====== Material supplied ======

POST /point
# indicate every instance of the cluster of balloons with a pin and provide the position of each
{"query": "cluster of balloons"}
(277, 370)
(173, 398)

======

■ **What the exercise asks**
Returned text must match every record word for word.

■ **Problem solution**
POST /point
# indicate every instance of the cluster of balloons with a pin and provide the position of each
{"query": "cluster of balloons"}
(277, 370)
(173, 398)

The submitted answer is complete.